**DOCUMENT EXCERPT**

# Thought i'd share a promo I made



## TheSaucyAussie (Jul 21, 2012)

https://vimeo.com/46113006
I made this in a couple hours the other night. My main focus was coming up with a use for this simple abstract animation I rendered out. The Contortionist is pretty abstract and rad  so I tried to composite it into a short promotional ad for Intrinsic. 

Isn't that great but I thought I'd share anyway to hear some thoughts.


----------



## GTailly (Jul 21, 2012)

This is totally awesome. I love it. 
Any chances of hiring you for some work?


----------



## TheSaucyAussie (Jul 21, 2012)

Thanks a lot man!

I'd be very interested in some client work! 
Email me at [email protected]


----------



## GTailly (Jul 22, 2012)

Alright man!
I am a bit busy right now but I will e-mail you later today or tomorrow.

And you're welcome haha.


----------



## Aevolve (Jul 23, 2012)

Great job man. 


EDIT:700th POST


----------



## iRaiseTheDead (Jul 23, 2012)

Now I'm just curious, what all could you do with this?  I'm gonna email ya too!


----------



## TheSaucyAussie (Jul 23, 2012)

I can pretty much make any sort of video the client has in mind. 
In the past I've made a couple lyric videos, intros, and other promos. 
However, most of the projects I've rendered are just tests, since the video itself isn't really for anyone.


----------



## GTailly (Jul 23, 2012)

**SOURCE INFORMATION**
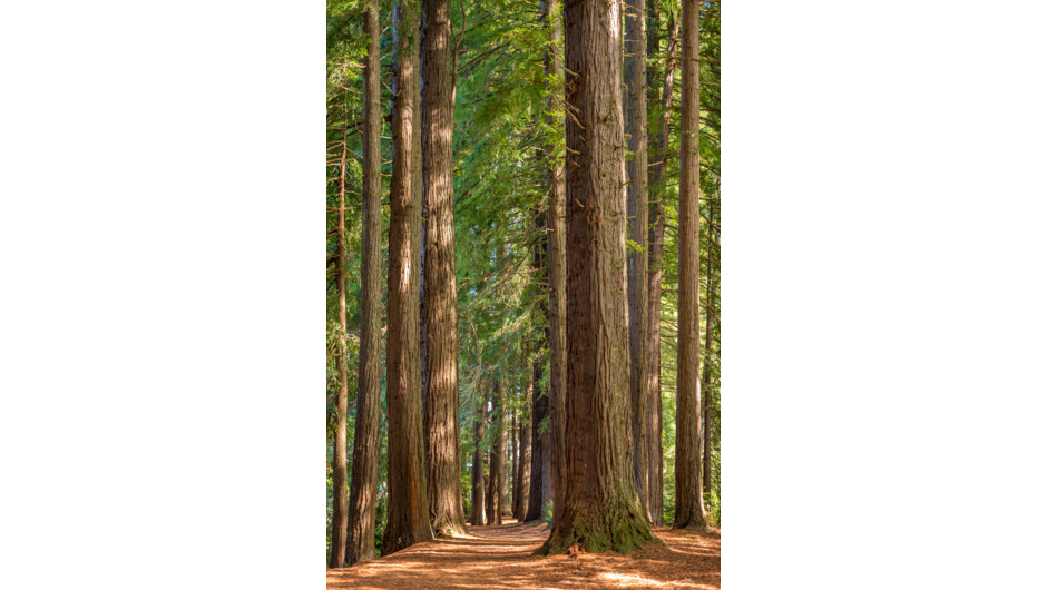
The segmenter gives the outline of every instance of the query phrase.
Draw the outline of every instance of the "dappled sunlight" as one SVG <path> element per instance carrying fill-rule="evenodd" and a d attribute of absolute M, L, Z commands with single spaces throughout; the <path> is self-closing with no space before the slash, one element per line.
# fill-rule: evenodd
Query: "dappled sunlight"
<path fill-rule="evenodd" d="M 392 555 L 327 570 L 329 589 L 349 588 L 720 588 L 720 533 L 655 529 L 665 544 L 628 555 L 536 555 L 545 523 L 467 527 Z"/>

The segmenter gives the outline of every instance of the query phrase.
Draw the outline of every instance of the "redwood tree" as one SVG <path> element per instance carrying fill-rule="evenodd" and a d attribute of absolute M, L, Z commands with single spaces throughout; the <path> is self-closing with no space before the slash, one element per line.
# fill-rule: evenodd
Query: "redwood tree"
<path fill-rule="evenodd" d="M 677 529 L 704 529 L 702 449 L 698 419 L 698 1 L 684 0 L 684 66 L 679 130 L 679 335 L 676 347 L 676 515 Z"/>
<path fill-rule="evenodd" d="M 458 287 L 451 179 L 450 0 L 425 0 L 422 175 L 425 193 L 425 437 L 429 512 L 438 534 L 464 531 L 458 406 Z"/>
<path fill-rule="evenodd" d="M 389 524 L 382 537 L 383 554 L 432 539 L 422 443 L 418 337 L 422 205 L 418 18 L 418 0 L 401 0 L 393 9 L 398 87 L 393 99 L 393 175 L 389 194 L 389 332 L 385 348 Z"/>
<path fill-rule="evenodd" d="M 618 2 L 567 0 L 567 470 L 542 545 L 628 552 L 654 541 L 629 453 L 625 141 Z"/>
<path fill-rule="evenodd" d="M 374 557 L 374 515 L 378 495 L 379 410 L 382 343 L 382 178 L 380 37 L 378 0 L 369 0 L 363 14 L 368 36 L 363 110 L 363 240 L 360 272 L 360 371 L 356 382 L 356 425 L 353 437 L 353 479 L 349 494 L 349 545 L 345 564 Z"/>
<path fill-rule="evenodd" d="M 629 399 L 633 404 L 633 476 L 645 512 L 647 501 L 647 4 L 629 0 L 626 31 L 626 125 L 629 135 Z M 645 514 L 652 520 L 649 514 Z"/>

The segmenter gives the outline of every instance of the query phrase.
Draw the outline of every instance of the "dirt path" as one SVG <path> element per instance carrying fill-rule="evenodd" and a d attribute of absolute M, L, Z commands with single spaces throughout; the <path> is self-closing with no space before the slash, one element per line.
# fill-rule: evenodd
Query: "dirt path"
<path fill-rule="evenodd" d="M 327 570 L 329 589 L 349 588 L 720 588 L 720 532 L 657 528 L 664 545 L 628 555 L 583 553 L 540 557 L 545 524 L 509 521 L 469 527 L 386 558 Z"/>

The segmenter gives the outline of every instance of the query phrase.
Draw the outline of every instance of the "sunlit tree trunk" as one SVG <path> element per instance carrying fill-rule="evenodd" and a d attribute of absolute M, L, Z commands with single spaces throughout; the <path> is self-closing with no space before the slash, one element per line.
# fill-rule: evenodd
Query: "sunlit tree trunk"
<path fill-rule="evenodd" d="M 657 6 L 657 2 L 652 2 Z M 657 19 L 654 20 L 657 22 Z M 679 33 L 679 20 L 669 18 L 672 31 L 666 50 L 666 63 L 662 78 L 662 117 L 658 118 L 657 144 L 654 149 L 654 159 L 648 167 L 650 181 L 650 234 L 648 239 L 648 274 L 647 274 L 647 456 L 650 485 L 648 502 L 652 522 L 662 524 L 663 515 L 663 456 L 662 456 L 662 255 L 665 245 L 665 207 L 662 204 L 665 189 L 665 157 L 668 155 L 669 142 L 669 106 L 673 98 L 673 79 L 676 71 L 676 56 L 679 43 L 676 38 Z M 655 27 L 654 30 L 657 30 Z M 650 40 L 654 39 L 652 48 Z M 648 52 L 657 52 L 657 36 L 648 37 Z"/>
<path fill-rule="evenodd" d="M 368 36 L 363 111 L 363 239 L 360 272 L 360 372 L 353 439 L 353 479 L 349 494 L 349 547 L 345 564 L 374 557 L 374 515 L 378 494 L 379 380 L 382 343 L 382 178 L 381 81 L 378 0 L 369 0 L 363 16 Z"/>
<path fill-rule="evenodd" d="M 393 176 L 389 222 L 386 383 L 389 405 L 389 524 L 382 553 L 432 539 L 422 435 L 419 355 L 421 236 L 421 120 L 418 0 L 394 11 L 399 88 L 393 114 Z"/>
<path fill-rule="evenodd" d="M 425 186 L 425 436 L 430 517 L 438 534 L 463 532 L 458 406 L 458 287 L 451 180 L 450 1 L 424 0 L 422 175 Z"/>
<path fill-rule="evenodd" d="M 698 154 L 698 1 L 683 0 L 683 98 L 679 141 L 679 332 L 676 357 L 677 529 L 704 529 L 699 435 L 698 341 L 701 185 Z"/>
<path fill-rule="evenodd" d="M 549 27 L 550 46 L 546 50 L 546 75 L 551 77 L 546 88 L 546 125 L 554 137 L 546 144 L 546 190 L 549 193 L 548 269 L 549 269 L 549 470 L 552 489 L 552 520 L 564 507 L 566 491 L 566 422 L 565 392 L 567 390 L 567 252 L 564 225 L 564 13 L 560 0 L 545 2 L 545 19 Z M 532 378 L 534 381 L 534 378 Z"/>
<path fill-rule="evenodd" d="M 654 541 L 629 437 L 625 138 L 618 2 L 567 0 L 567 470 L 542 545 L 628 552 Z"/>
<path fill-rule="evenodd" d="M 633 476 L 645 511 L 647 500 L 647 4 L 628 0 L 626 30 L 626 125 L 629 135 L 627 256 L 629 292 L 629 399 L 633 404 Z M 652 520 L 646 514 L 647 520 Z"/>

**EXERCISE BRIEF**
According to the forum thread about the promo, why did the poster turn the animation into a short ad for Intrinsic? Answer in one to three sentences.

**RESULT BELOW**
The poster's main aim was to find a use for a simple abstract animation they had rendered out. Because The Contortionist is pretty abstract and rad, they composited that animation into a short promotional ad for Intrinsic.